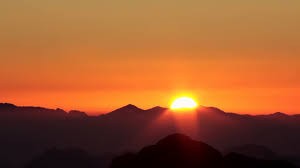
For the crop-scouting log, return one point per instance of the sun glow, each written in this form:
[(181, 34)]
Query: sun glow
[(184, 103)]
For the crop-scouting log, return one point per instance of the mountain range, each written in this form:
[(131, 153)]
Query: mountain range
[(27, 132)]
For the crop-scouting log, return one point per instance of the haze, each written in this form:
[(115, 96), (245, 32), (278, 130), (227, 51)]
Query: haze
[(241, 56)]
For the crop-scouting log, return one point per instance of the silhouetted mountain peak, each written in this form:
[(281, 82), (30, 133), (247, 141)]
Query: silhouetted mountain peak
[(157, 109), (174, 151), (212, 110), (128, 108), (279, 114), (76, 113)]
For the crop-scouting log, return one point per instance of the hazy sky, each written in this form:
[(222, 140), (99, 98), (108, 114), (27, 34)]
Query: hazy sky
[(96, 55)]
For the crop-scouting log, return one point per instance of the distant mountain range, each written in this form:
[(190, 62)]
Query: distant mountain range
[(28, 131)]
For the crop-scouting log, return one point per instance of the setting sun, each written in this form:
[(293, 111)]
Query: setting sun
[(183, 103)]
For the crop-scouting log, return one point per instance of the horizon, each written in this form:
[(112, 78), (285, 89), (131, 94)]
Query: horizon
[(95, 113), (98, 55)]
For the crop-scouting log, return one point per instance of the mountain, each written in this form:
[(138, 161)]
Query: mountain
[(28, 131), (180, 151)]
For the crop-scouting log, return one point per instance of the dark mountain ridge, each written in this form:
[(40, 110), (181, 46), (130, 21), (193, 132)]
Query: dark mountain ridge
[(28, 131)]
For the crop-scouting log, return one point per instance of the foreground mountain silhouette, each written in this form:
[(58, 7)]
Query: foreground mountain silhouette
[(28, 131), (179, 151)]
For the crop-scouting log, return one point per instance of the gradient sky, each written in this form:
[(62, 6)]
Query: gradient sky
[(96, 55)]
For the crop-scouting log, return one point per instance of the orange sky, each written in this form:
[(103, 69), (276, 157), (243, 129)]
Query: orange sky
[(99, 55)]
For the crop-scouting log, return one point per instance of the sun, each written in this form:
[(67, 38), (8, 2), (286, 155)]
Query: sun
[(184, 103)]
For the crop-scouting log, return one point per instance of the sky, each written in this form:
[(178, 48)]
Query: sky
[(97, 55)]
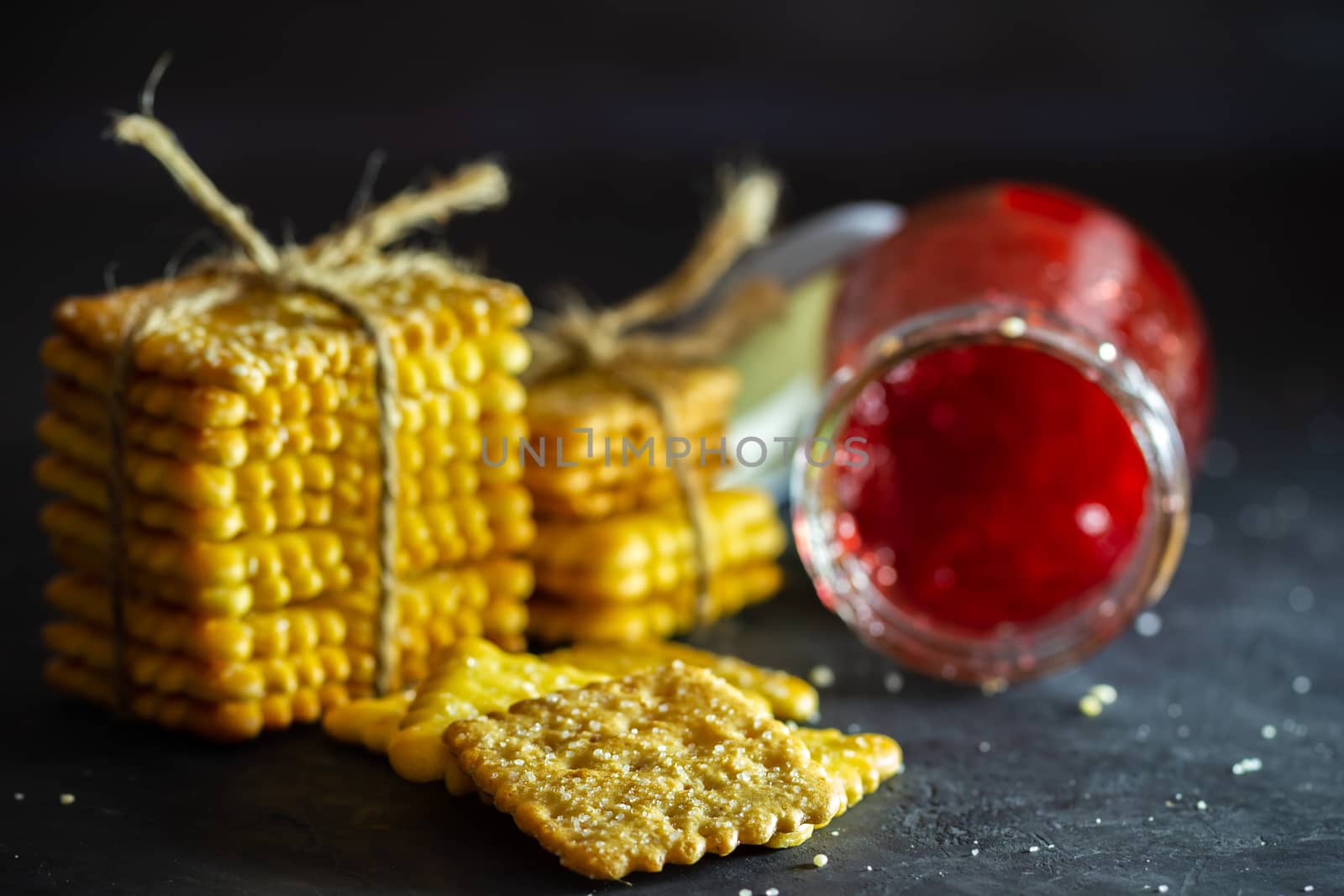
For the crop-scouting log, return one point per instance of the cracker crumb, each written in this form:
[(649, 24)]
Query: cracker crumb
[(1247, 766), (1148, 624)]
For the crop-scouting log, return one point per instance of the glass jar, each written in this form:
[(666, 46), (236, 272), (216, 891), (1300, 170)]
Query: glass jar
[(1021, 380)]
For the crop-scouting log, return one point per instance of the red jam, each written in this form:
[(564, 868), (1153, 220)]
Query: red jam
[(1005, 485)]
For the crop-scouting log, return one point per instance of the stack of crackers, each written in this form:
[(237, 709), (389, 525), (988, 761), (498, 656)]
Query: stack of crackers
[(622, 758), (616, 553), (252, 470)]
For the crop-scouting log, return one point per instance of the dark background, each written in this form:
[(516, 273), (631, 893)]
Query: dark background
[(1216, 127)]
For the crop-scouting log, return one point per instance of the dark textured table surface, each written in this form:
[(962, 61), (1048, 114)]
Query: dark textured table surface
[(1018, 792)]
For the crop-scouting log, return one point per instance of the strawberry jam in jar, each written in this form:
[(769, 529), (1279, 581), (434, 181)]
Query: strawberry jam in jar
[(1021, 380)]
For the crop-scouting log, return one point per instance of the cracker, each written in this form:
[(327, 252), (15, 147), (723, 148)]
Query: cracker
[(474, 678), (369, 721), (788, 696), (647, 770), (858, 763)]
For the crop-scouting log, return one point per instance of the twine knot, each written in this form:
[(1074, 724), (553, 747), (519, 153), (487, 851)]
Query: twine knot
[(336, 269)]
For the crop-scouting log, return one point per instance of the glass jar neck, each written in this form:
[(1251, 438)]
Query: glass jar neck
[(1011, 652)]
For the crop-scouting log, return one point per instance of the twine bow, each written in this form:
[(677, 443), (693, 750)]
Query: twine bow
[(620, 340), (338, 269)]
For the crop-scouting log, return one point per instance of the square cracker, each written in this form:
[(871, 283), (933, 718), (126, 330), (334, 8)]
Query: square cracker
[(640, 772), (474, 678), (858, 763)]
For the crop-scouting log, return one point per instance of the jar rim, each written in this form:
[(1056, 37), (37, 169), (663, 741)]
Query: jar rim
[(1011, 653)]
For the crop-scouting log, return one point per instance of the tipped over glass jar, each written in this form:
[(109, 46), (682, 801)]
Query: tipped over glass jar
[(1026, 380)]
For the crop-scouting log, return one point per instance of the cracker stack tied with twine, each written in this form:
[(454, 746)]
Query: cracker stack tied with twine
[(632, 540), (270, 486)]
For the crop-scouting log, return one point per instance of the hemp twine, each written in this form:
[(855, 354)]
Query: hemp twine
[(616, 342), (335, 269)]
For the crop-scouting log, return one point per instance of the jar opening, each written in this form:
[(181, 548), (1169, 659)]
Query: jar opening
• • • •
● **PROBLEM**
Reproduce every one of the entries above word for word, omitting the pictures.

● **CORRECT ANSWER**
For the crop-scouting log, return one point per instance of the sun glow, each written in this form:
[(181, 34)]
Query: sun glow
[(184, 103)]
For the crop-scouting log, return one point per instance of the mountain range, each written in this form:
[(131, 153)]
Query: mountain range
[(27, 132)]
For the crop-scouting log, return one point per instance of the haze, each written in this form:
[(115, 96), (245, 32), (278, 130), (227, 51)]
Query: haze
[(241, 56)]
For the crop-scouting log, return one point per instance of the silhouetted mountain peak, each written in this form:
[(281, 82), (30, 133), (247, 141)]
Query: silhouetted mountain peak
[(157, 109), (174, 151), (212, 110), (128, 108), (279, 114), (76, 113)]
For the crop-scouting log, return one point per instance of the hazy sky, each written in this form:
[(222, 140), (99, 98), (108, 114), (27, 34)]
Query: hazy sky
[(96, 55)]
For the crop-scouting log, return one point per instance of the distant mountain range, each written in this form:
[(190, 62)]
Query: distant mountain range
[(28, 131)]
For the crop-scouting log, return one point per instance of the setting sun, each written in this form:
[(293, 111)]
Query: setting sun
[(183, 103)]
For the crop-scouting log, return one point per instance of the horizon, each written in this form:
[(112, 78), (285, 89), (131, 94)]
Query: horizon
[(95, 113), (98, 55)]
For the crop-scouting log, return one point per instance of the mountain, each written in this form:
[(138, 161)]
Query: mountain
[(28, 131), (180, 151)]
For the crop-scouting log, return one point per instance of the dark mountain ridge, each written in this form:
[(40, 110), (181, 46), (130, 21), (193, 132)]
Query: dark mountain ridge
[(28, 131)]
For the crop-scouting log, return one point per instance of the foreground mountain silhouette, each written in this form:
[(58, 7)]
Query: foreground mountain silhouette
[(28, 131), (179, 151)]
For the crop-scouting log, return one point per instance of the gradient sky, each written in this form:
[(62, 6)]
Query: gradient sky
[(96, 55)]
For the crop-scouting log, return one point per instance of the orange sky, each written in this form:
[(103, 69), (276, 157), (243, 129)]
Query: orange sky
[(99, 55)]
For the crop-scouting log, return one point per instance of the sun, each written in this form:
[(67, 38), (8, 2), (286, 155)]
Query: sun
[(184, 103)]
For the crop-scouting log, return one point per instance of the sky, each written in this form:
[(178, 48)]
Query: sky
[(97, 55)]
For the crop-scouting log, return one point per instance of the cracker crumb, each written in this form:
[(649, 24)]
Query: cracker crumb
[(1247, 766), (1148, 624)]
For the crop-scouting log, return one point per instance of the glass jar, each written in this form:
[(666, 46), (236, 272), (216, 891), (1300, 170)]
Query: glass jar
[(1021, 380)]
For the crop-scouting log, return one point per instance of the red jam, each written in this form:
[(564, 868), (1153, 220)]
Query: red jam
[(1005, 485)]
For the crop-scouting log, return one point per instance of the stack of crackers, each written in this form:
[(237, 709), (389, 525), (988, 761), (498, 656)]
Query: stack of crackers
[(622, 758), (616, 553), (252, 470)]
For the crop-scouting log, return one point per instance of the dark background, each written in this form:
[(516, 273), (631, 893)]
Query: dark background
[(1216, 127)]
For the crop-scouting log, return one point per instance of the dark textured table surface, each written in this form:
[(962, 61), (1048, 114)]
Query: dark textured table surface
[(1018, 792)]
For the crop-scouting log, return one point per instance of the strawberry jam in jar, each written in this form:
[(769, 529), (1279, 581), (434, 181)]
Query: strawberry jam in jar
[(1021, 380)]
For the crop-scouting log, return one point per instance of the cracker, each written in this form:
[(327, 252), (15, 147), (723, 148)]
Query: cracker
[(474, 678), (369, 721), (788, 696), (647, 770), (858, 763)]
For the crop-scouting log, return one point per instance of the twine knot, each written in this form:
[(1074, 724), (553, 747), (519, 153), (487, 851)]
Query: twine knot
[(336, 269)]
For the crop-scouting log, return one point per instance of the glass jar neck, each written in this form:
[(1251, 438)]
Query: glass jar neck
[(1011, 652)]
For the crop-scouting log, return one point per instance of the twine bow, each written in this form:
[(677, 443), (693, 750)]
Query: twine bow
[(620, 340), (338, 269)]
For the crop-scouting log, return one point per instance of the square cracker, each written in this form:
[(871, 283), (933, 718), (126, 330), (334, 8)]
Query: square cracker
[(640, 772), (474, 678), (858, 763)]
For the crop-scouting log, return one point per instance of the jar rim, each written in this form:
[(1056, 37), (37, 169), (663, 741)]
Query: jar rim
[(1011, 653)]
For the crop-scouting log, return one point per instance of the tipped over glass jar, each written in this form:
[(109, 46), (682, 801)]
Query: tipped over glass jar
[(1026, 380)]
For the crop-scouting log, return one point per instance of the cracker stack tied with twine, each written in this form:
[(454, 746)]
Query: cracker stack tied with twine
[(632, 540), (270, 486)]
For the crop-scouting log, return one point per instance of the hemp twine, each written in this form:
[(855, 354)]
Query: hemp twine
[(616, 342), (335, 269)]
For the crop-scouting log, return one point per instance of the jar opening, each written in this form:
[(181, 548), (1169, 659)]
Query: jar opening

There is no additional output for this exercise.